- _Stored rows_

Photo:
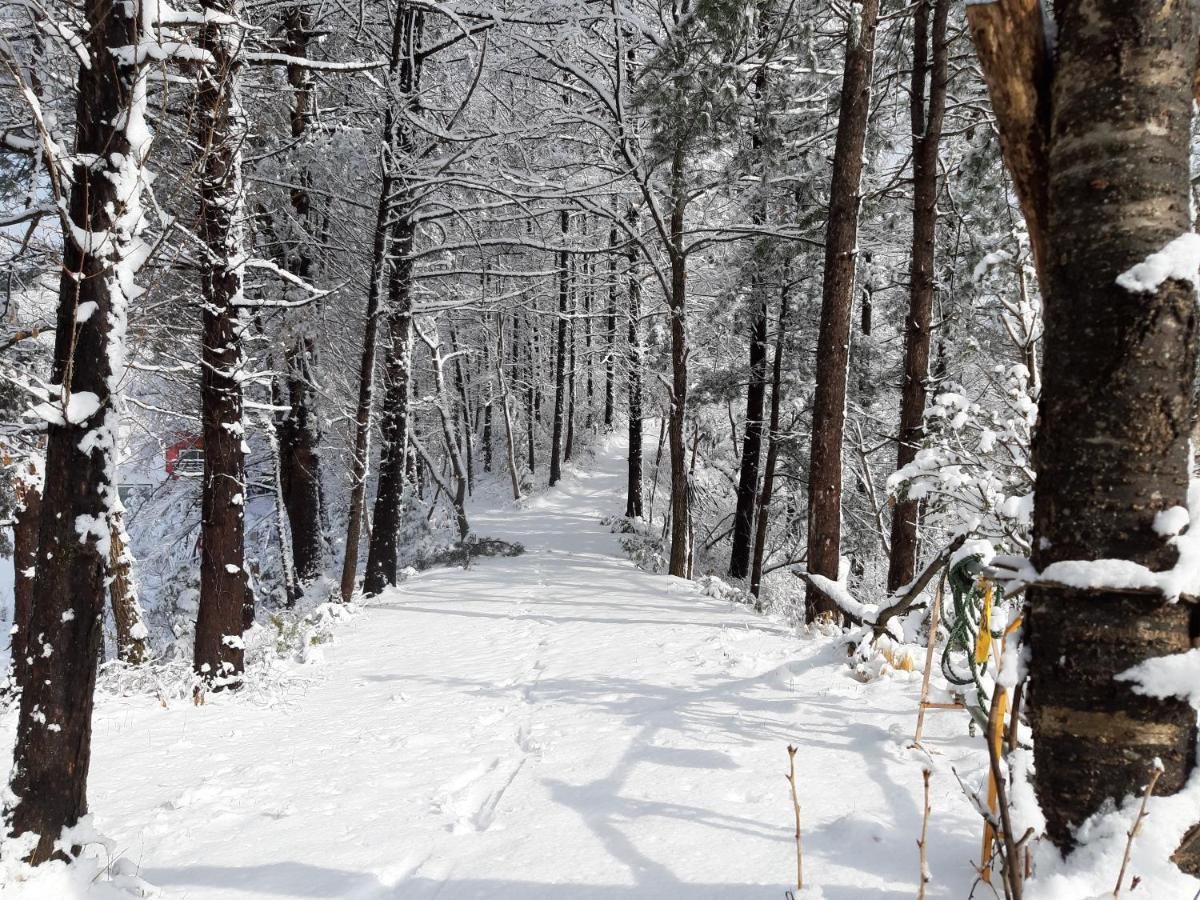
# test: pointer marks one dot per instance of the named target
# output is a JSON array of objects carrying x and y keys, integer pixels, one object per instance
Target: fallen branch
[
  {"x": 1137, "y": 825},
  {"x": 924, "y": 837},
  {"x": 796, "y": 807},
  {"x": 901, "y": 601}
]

==

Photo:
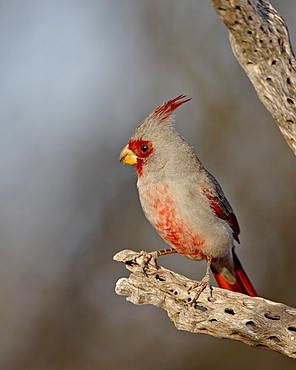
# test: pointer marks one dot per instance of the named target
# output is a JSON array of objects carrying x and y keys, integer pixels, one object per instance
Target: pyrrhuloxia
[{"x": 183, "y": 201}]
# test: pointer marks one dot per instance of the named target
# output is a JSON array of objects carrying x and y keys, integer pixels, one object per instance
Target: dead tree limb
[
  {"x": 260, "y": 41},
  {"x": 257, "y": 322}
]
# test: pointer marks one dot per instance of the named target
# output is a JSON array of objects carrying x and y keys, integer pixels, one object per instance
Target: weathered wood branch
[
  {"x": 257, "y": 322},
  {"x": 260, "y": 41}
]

* * *

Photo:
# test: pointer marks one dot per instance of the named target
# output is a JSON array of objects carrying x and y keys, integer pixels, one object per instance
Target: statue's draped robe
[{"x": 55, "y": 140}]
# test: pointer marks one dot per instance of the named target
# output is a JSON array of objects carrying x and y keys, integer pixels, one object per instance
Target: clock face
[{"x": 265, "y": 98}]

- _What is needed_
Find every line in the data above that contains the string "branch", matching case exactly, and copy each such line.

- _Finished answer_
Target: fallen branch
Target: weathered wood branch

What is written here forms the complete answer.